◆ SOURCE TEXT
════
We comment on related mathematical work. Our results are closely related to those of Fefferman and Weinstein,^{15} who considered wave-packets spectrally localized at the Dirac points of a graphene *monolayer*, starting from a partial differential equation (PDE) model rather than the tight-binding model we consider here. Under additional assumptions, we recover the same timescale of validity (∼*γ*^{−2+ϵ} for any *ϵ* > 0) as they prove (see Remark III.7).

During the preparation of this work, we were made aware of parallel work deriving Bistritzer–MacDonald-type models for twisted bilayer graphene by Cancès, Garrigue, and Gontier.^{6} Our works developed independently and, indeed, work in different settings and derive different results. While the authors of Ref. 6 worked in the setting of a continuum model, we work in the setting of a discrete tight-binding model. While the authors of Ref. 6 derived a moiré scale model by a formal variational approximation, we identify a parameter scaling limit where the Bistritzer–MacDonald model emerges up to higher-order terms, which can be rigorously estimated. Finally, in contrast to Ref. 6, the Bistritzer–MacDonald model we derive has only *nearest-neighbor* momentum space hopping, consistent with Ref. 1 [see Fig. 4(b) for a discussion of the meaning of “nearest-neighbor” here].
════
◆ DIRECTIONS
**a)** Reproduce the passage on related work verbatim, from "We comment on" up to and including "(see Remark III.7).".
**b)** According to the passage on related work, who wrote the parallel work deriving Bistritzer–MacDonald-type models for twisted bilayer graphene?

◆ DATA ENTRIES
════
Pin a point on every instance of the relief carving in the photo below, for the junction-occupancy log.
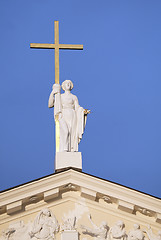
(99, 232)
(68, 223)
(136, 233)
(44, 227)
(151, 235)
(118, 231)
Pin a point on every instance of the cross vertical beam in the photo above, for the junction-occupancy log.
(56, 33)
(56, 46)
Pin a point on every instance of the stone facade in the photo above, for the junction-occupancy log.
(74, 205)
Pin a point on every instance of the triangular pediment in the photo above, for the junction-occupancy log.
(73, 194)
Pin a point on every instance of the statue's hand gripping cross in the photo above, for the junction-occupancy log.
(56, 46)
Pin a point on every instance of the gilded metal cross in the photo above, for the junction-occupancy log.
(56, 46)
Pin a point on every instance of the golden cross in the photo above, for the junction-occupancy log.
(56, 46)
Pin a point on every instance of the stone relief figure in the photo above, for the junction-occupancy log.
(151, 235)
(118, 231)
(72, 117)
(100, 233)
(45, 226)
(136, 233)
(68, 223)
(16, 231)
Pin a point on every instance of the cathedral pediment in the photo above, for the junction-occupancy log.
(75, 201)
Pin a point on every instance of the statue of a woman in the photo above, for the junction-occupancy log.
(72, 117)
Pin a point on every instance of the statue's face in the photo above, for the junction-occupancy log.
(47, 212)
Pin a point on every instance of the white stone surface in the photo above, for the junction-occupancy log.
(68, 159)
(72, 117)
(69, 235)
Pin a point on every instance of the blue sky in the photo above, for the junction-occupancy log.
(117, 76)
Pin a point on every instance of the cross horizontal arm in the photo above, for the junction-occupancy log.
(71, 46)
(41, 45)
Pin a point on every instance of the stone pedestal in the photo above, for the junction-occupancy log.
(64, 160)
(69, 235)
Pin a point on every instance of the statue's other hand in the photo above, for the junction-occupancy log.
(56, 88)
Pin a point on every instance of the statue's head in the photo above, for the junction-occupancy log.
(67, 85)
(46, 212)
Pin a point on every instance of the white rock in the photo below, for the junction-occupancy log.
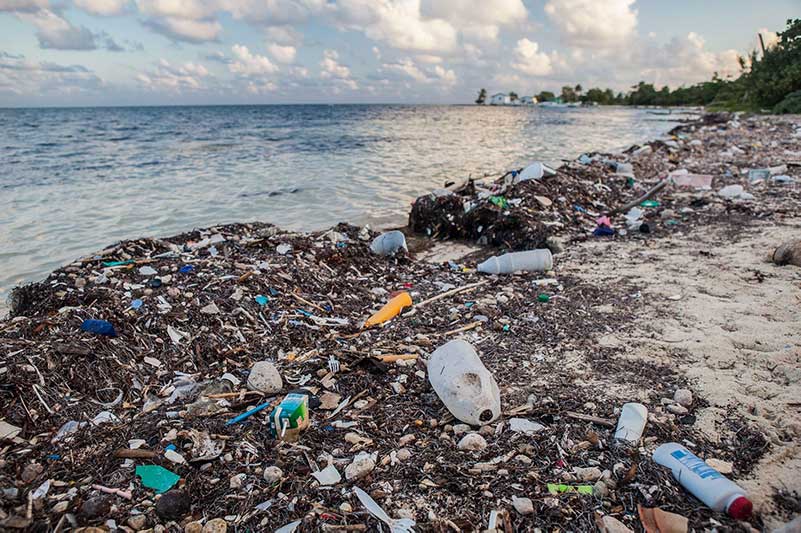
(523, 505)
(472, 442)
(328, 476)
(362, 464)
(521, 425)
(683, 397)
(460, 429)
(264, 377)
(273, 474)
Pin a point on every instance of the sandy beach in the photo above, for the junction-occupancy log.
(685, 298)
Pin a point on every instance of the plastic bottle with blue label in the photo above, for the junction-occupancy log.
(703, 481)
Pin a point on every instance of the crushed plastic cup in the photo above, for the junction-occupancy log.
(464, 384)
(389, 243)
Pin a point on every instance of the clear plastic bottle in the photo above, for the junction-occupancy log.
(529, 261)
(631, 423)
(703, 481)
(464, 384)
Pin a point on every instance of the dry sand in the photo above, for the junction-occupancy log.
(717, 311)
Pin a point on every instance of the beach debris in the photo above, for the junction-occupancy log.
(655, 520)
(788, 253)
(389, 243)
(403, 525)
(529, 261)
(630, 425)
(390, 310)
(464, 384)
(703, 481)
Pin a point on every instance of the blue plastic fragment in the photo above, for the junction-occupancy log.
(100, 327)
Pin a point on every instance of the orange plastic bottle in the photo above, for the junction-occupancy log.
(390, 310)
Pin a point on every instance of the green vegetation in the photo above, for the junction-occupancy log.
(770, 81)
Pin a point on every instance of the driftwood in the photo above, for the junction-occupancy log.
(655, 189)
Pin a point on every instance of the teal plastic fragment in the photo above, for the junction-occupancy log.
(157, 478)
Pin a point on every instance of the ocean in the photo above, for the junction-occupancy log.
(75, 180)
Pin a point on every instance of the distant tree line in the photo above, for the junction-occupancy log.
(771, 82)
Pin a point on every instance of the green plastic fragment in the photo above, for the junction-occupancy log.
(500, 201)
(157, 478)
(554, 488)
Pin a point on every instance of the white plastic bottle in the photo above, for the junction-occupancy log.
(388, 243)
(530, 261)
(464, 384)
(703, 481)
(631, 423)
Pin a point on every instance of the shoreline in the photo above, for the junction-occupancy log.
(550, 359)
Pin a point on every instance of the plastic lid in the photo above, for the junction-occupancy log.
(740, 508)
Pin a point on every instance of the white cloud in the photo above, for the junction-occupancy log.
(19, 77)
(529, 60)
(282, 54)
(398, 23)
(173, 78)
(103, 8)
(594, 23)
(249, 64)
(186, 30)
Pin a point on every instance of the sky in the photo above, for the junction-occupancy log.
(167, 52)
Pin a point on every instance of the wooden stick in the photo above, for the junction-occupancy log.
(655, 189)
(451, 293)
(589, 418)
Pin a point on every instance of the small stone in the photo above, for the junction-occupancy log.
(264, 377)
(216, 525)
(724, 467)
(193, 527)
(523, 505)
(404, 454)
(173, 505)
(362, 465)
(683, 397)
(273, 474)
(96, 507)
(677, 409)
(137, 522)
(472, 442)
(460, 429)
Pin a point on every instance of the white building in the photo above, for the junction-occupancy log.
(499, 99)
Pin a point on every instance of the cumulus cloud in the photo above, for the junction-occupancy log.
(174, 78)
(247, 63)
(20, 77)
(529, 60)
(282, 54)
(399, 23)
(594, 23)
(103, 8)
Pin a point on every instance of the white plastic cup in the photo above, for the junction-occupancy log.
(529, 261)
(631, 423)
(704, 482)
(464, 384)
(388, 243)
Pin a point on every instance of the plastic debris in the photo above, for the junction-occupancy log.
(157, 478)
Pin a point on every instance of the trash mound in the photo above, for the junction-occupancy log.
(721, 168)
(222, 379)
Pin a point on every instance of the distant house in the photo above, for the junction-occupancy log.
(500, 99)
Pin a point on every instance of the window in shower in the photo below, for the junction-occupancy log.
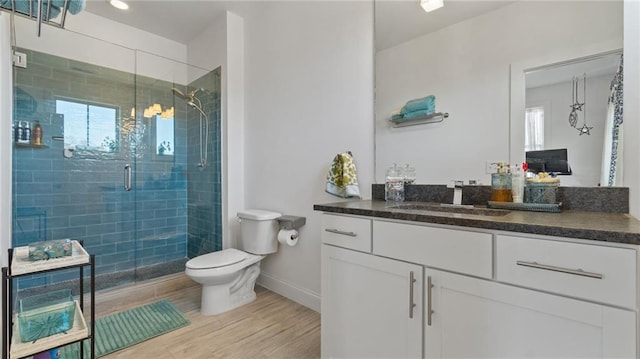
(89, 126)
(164, 135)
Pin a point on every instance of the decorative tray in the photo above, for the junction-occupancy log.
(21, 263)
(533, 207)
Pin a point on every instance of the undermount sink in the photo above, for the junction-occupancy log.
(451, 208)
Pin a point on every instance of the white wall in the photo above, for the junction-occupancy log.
(309, 95)
(466, 66)
(584, 151)
(96, 40)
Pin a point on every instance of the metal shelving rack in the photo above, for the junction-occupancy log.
(19, 265)
(42, 12)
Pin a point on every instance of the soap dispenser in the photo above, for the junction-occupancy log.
(517, 183)
(394, 185)
(501, 183)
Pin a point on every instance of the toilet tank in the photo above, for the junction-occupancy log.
(258, 231)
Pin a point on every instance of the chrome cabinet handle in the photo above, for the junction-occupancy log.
(412, 305)
(337, 231)
(127, 177)
(579, 272)
(429, 310)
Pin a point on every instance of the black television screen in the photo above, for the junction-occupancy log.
(552, 161)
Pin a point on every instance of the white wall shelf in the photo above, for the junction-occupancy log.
(433, 118)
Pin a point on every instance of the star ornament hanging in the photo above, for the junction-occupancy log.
(585, 130)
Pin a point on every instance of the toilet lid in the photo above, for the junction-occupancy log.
(217, 259)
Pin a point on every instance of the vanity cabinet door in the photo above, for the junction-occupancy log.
(370, 306)
(482, 319)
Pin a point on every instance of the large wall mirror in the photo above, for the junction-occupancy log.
(574, 106)
(468, 63)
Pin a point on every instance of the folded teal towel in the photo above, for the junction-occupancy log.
(417, 114)
(425, 103)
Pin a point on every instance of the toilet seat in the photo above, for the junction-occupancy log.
(223, 258)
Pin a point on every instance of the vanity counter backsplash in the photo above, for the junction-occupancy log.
(599, 213)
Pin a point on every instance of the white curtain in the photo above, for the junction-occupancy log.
(534, 129)
(611, 174)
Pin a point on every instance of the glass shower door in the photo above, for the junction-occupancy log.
(72, 185)
(177, 164)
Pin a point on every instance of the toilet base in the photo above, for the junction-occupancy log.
(217, 299)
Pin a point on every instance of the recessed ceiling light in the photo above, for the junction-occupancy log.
(430, 5)
(119, 4)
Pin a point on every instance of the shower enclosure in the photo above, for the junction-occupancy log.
(129, 161)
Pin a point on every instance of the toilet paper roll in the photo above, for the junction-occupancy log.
(288, 236)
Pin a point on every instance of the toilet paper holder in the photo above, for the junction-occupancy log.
(291, 222)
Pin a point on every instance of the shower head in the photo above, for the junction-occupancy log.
(189, 96)
(179, 93)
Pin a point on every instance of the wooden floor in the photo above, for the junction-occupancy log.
(270, 327)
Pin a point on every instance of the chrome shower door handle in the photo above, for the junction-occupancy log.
(127, 177)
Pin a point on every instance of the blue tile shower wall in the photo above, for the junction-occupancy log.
(82, 197)
(204, 191)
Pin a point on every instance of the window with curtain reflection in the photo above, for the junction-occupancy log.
(534, 129)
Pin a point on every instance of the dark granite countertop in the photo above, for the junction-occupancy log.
(608, 227)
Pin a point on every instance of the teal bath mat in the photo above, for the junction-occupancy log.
(130, 327)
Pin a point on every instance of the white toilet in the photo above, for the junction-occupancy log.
(228, 276)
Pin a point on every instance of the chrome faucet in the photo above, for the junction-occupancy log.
(457, 192)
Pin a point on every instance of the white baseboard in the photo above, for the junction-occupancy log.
(303, 296)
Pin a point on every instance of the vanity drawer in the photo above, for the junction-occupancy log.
(347, 232)
(450, 249)
(593, 272)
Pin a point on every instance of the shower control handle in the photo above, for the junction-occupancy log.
(127, 177)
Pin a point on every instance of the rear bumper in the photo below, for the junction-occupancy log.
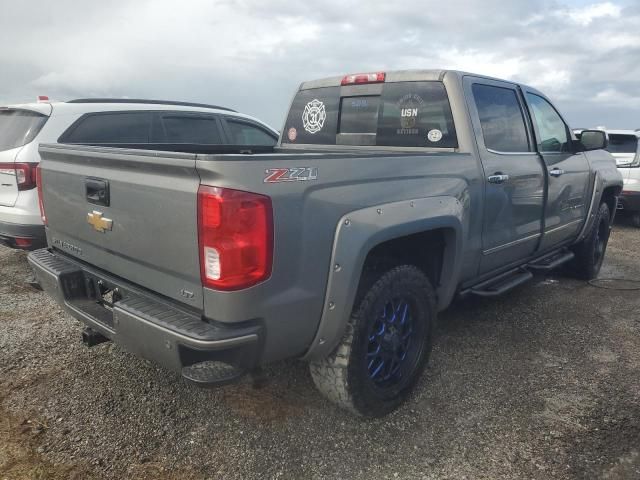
(629, 201)
(25, 237)
(147, 325)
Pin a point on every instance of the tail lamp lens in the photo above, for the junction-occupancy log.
(40, 197)
(24, 173)
(235, 233)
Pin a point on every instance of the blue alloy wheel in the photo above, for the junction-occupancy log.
(392, 349)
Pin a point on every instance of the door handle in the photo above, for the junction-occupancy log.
(497, 178)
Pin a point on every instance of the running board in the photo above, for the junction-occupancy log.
(552, 262)
(502, 284)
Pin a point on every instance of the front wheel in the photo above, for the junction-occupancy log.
(589, 253)
(385, 348)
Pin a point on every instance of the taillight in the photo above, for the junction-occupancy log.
(40, 197)
(235, 236)
(357, 78)
(24, 173)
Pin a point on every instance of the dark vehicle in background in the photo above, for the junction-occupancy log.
(388, 195)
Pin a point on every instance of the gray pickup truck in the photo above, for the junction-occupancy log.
(387, 196)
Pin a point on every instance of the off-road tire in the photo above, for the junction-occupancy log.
(590, 252)
(343, 377)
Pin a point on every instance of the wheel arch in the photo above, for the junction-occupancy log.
(374, 231)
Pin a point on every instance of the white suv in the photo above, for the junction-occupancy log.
(107, 122)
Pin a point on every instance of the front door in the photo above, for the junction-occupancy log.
(514, 175)
(568, 172)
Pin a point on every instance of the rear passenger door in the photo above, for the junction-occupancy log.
(188, 128)
(568, 172)
(514, 182)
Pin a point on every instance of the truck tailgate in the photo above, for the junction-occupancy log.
(130, 212)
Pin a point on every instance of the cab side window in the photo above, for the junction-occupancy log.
(501, 118)
(553, 135)
(194, 129)
(245, 134)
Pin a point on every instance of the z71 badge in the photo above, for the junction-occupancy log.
(296, 174)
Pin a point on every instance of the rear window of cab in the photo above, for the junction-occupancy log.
(404, 114)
════
◆ SOLUTION LIST
**a)**
We comment on related mathematical work. Our results are closely related to those of Fefferman and Weinstein,^{15} who considered wave-packets spectrally localized at the Dirac points of a graphene *monolayer*, starting from a partial differential equation (PDE) model rather than the tight-binding model we consider here. Under additional assumptions, we recover the same timescale of validity (∼*γ*^{−2+ϵ} for any *ϵ* > 0) as they prove (see Remark III.7).

**b)** Cancès, Garrigue, and Gontier.